### What to produce:
Take every line from the data that has the word "blue" in it.

Dataset entries:
◇ ◇ ◇ ◇
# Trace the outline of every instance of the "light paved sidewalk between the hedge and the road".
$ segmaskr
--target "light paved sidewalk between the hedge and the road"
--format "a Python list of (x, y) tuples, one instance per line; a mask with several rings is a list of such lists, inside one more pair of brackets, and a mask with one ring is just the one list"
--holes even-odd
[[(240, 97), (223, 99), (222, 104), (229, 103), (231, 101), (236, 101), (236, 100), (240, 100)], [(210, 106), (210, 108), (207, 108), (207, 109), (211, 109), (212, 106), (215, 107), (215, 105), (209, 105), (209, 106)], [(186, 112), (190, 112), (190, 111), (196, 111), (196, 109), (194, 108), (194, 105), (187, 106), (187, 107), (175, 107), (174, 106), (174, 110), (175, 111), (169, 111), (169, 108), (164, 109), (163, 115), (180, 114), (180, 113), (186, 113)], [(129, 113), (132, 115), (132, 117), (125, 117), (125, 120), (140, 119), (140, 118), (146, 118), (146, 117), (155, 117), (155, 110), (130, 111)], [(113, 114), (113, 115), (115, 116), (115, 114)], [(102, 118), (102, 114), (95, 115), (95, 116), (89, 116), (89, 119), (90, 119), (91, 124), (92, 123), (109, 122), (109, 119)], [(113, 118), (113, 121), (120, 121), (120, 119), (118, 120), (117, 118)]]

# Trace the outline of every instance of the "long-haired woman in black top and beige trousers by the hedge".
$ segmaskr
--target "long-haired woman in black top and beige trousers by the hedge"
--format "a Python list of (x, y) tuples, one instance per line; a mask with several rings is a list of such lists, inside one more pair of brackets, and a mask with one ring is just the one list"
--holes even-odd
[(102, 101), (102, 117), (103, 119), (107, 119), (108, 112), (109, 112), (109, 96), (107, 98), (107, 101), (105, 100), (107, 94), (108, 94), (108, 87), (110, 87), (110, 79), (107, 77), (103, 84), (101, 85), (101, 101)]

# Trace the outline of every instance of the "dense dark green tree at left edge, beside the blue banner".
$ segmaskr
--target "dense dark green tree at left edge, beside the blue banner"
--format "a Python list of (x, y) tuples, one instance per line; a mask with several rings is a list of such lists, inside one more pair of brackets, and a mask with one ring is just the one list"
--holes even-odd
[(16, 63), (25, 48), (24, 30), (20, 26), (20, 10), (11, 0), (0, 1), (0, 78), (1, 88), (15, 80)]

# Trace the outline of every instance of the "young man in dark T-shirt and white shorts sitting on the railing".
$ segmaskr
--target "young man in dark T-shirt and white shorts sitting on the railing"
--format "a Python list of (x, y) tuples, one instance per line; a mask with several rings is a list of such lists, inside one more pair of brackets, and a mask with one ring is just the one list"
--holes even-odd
◇ ◇ ◇ ◇
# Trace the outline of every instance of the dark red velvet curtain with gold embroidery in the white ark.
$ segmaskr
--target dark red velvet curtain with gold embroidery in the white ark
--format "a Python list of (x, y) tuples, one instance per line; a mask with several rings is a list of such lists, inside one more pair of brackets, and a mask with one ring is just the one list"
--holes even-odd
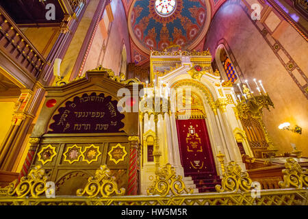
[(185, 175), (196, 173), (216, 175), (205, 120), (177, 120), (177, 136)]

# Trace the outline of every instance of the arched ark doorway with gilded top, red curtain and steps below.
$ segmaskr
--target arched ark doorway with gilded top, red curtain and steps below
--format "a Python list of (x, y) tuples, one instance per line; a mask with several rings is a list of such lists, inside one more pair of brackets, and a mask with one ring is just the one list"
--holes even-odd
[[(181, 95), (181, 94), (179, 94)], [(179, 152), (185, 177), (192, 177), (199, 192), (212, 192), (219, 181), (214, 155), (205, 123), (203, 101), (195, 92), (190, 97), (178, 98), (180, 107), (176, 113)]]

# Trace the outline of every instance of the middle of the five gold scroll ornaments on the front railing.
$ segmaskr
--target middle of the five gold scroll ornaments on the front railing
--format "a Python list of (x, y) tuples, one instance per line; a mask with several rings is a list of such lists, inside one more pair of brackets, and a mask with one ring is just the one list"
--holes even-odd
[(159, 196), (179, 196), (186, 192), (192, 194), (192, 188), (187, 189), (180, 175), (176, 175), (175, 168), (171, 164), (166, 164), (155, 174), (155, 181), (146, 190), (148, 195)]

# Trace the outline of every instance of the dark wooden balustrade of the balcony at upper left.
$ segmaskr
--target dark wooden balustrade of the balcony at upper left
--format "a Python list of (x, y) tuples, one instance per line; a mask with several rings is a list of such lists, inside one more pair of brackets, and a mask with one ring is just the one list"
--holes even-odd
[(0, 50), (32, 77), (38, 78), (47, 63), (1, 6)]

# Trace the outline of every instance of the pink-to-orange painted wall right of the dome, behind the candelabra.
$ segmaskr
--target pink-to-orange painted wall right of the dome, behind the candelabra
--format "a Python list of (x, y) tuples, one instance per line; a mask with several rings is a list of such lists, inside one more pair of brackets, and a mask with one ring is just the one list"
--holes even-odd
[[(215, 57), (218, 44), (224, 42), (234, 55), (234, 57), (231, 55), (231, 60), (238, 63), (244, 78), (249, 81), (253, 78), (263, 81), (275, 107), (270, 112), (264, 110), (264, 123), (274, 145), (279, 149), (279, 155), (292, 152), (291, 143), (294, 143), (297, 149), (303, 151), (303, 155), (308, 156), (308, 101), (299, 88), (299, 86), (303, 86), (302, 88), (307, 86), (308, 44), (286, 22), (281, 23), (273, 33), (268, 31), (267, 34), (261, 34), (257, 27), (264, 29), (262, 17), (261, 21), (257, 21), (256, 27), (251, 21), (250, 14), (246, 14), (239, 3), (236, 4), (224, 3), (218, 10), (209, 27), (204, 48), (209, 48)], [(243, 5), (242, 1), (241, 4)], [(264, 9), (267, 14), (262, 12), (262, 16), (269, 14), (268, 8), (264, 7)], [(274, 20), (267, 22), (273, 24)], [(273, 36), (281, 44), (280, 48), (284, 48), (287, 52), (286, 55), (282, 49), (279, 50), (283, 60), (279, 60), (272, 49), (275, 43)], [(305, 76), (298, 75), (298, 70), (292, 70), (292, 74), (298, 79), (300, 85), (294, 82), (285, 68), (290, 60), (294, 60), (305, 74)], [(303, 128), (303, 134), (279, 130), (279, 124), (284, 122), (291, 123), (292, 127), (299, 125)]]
◇ ◇ ◇ ◇
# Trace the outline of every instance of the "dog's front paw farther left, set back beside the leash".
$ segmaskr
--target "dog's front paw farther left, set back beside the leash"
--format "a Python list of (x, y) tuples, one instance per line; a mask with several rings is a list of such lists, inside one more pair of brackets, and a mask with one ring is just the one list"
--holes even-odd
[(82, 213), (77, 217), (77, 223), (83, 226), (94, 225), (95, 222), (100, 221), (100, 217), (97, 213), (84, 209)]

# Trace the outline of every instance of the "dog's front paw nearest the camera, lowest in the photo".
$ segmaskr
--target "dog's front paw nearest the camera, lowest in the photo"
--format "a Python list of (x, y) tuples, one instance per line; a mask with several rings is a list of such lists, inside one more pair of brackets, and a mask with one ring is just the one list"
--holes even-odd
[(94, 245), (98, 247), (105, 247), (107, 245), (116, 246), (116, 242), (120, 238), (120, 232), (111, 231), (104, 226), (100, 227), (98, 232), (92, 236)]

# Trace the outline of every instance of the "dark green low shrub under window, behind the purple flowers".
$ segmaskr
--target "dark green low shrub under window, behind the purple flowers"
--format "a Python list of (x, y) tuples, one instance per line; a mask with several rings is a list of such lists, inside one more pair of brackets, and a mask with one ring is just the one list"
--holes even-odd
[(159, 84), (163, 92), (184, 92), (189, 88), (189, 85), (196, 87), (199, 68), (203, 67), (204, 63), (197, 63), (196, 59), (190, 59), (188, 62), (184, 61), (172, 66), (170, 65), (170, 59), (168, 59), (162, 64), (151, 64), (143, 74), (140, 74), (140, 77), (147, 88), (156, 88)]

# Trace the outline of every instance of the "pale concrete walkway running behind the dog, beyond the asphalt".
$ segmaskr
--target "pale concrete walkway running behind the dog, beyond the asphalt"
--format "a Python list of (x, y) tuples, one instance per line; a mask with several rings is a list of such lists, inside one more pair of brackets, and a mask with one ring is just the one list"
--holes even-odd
◇ ◇ ◇ ◇
### Result of this task:
# Trace the outline of every instance of the "dense dark green tree at left edge, beside the blue banner".
--target "dense dark green tree at left edge, beside the blue banner"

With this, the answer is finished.